EXERCISE GOAL.
Edit the rows below from the one containing "Practice. Identify the tire" through the one containing "Practice. Identify the car door" by replacing "marker" with "pin", leaving everything else unchanged, and return only those rows.
====
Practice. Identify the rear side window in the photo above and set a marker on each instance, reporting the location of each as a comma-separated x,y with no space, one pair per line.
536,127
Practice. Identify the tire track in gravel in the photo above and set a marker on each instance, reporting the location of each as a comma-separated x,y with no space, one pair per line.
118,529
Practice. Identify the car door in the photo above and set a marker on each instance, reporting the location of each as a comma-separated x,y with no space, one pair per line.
====
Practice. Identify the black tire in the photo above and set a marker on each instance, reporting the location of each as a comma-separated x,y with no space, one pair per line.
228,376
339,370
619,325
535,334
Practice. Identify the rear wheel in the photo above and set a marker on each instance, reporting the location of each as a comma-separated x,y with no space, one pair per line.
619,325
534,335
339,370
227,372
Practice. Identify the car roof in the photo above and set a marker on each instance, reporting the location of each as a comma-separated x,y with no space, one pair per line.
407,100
====
SOLVED PROBLEM.
Practice. Identify the tire track in gravel in the photo above and set a pin on each instance, reporting the location of each as a comma-separated x,y with no space, one pair per line.
118,529
Practice. Identify the car door in the photo above and set a pin on each instance, reporting the location of each as a comma-separated x,y with no space, one pair per line.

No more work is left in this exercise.